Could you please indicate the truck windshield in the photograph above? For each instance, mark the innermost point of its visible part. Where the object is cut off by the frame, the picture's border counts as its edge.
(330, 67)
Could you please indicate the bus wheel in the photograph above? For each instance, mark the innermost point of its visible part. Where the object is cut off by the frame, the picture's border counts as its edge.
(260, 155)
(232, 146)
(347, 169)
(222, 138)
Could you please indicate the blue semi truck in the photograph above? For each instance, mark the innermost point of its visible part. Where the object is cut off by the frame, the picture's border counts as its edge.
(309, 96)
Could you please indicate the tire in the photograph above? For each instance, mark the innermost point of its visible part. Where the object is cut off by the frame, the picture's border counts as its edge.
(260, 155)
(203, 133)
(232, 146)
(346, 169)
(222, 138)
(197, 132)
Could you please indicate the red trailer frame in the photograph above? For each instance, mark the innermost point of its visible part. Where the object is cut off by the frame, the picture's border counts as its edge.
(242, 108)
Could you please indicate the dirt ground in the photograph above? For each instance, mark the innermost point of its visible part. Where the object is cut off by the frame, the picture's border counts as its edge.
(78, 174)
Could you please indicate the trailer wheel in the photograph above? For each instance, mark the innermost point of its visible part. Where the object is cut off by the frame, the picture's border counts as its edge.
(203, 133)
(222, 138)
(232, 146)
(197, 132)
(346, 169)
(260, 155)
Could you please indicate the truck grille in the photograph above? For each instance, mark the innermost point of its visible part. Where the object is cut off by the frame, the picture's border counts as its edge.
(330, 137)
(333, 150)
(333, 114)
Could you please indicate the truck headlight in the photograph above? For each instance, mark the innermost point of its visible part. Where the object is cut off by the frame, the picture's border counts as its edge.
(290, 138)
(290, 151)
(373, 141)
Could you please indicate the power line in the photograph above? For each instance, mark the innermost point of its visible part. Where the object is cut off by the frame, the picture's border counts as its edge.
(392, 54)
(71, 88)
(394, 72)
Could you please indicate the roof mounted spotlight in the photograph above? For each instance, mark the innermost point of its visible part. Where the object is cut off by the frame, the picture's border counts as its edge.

========

▶ Task requirements: Output each line of the records above as a JSON list of strings, one string per line, with blank lines omitted.

▶ Full output:
[
  "Could you please indicate the truck windshield in the photograph above? For each instance, mark the innermost point of its visible part. Where the object is cut off by the frame, the picture's border counts as its edge.",
  "(330, 67)",
  "Could you please indicate the bus wheel in the photograph above? For each instance, mark the innermost point of its visible part. Where the object is cut off by the frame, the picture's border counts as its edge.",
  "(260, 155)",
  "(232, 146)",
  "(347, 169)",
  "(222, 138)",
  "Could you please indicate the blue semi truck in the photograph above? For each instance, mark the innermost point of its visible part. Where the object is cut off by the frame, the picture's border counts as its edge.",
  "(309, 96)",
  "Could you please indicate the tire in the photograph above? For each instance, mark the innermost point of its visible part. Where the object is cut off by the frame, the picture's border counts as its edge.",
  "(260, 155)",
  "(203, 133)",
  "(232, 146)",
  "(346, 169)",
  "(222, 138)",
  "(197, 132)",
  "Could you please indicate the red trailer frame in the photograph above? For each instance, mark the innermost point of its visible part. Where the object is cut off by the frame, the picture's border counts as its edge.",
  "(242, 108)",
  "Could you please indicate the dirt ground in the photograph above? For each instance, mark the innermost point of its visible part. Where the object is cut off by the frame, the picture's border counts as its edge.",
  "(78, 174)",
  "Could you please indicate the trailer wheel in the photograph above? For each instance, mark the innermost point of its visible part. Where the object is cut off by the frame, the picture's border counts as its edge.",
  "(203, 133)",
  "(222, 138)",
  "(232, 146)",
  "(197, 132)",
  "(346, 169)",
  "(260, 155)",
  "Could you please indicate the truck grille in the photograph above? For each instance, mark the innermost point of its visible part. Where the object is cut off by the frame, the picture's border counts as its edge.",
  "(330, 137)",
  "(333, 150)",
  "(333, 114)",
  "Could you please indicate the truck headlight in the photograph above? For each instance, mark the innermost point of its visible part. Where the object is cut off by the frame, the picture's border counts as its edge.",
  "(290, 138)",
  "(290, 151)",
  "(373, 141)",
  "Could you please indicate the power line in the photograph above? For each instance, mark the innermost point of its visible part. Where the object is cut off by the frame, the picture's border counts as its edge.",
  "(392, 54)",
  "(71, 88)",
  "(394, 72)",
  "Could you please indicate the roof mounted spotlight in the photograph above? For each instance, mark the innermost point of its visible part. Where the object is cut off by the frame, the picture's border counts as its edge."
]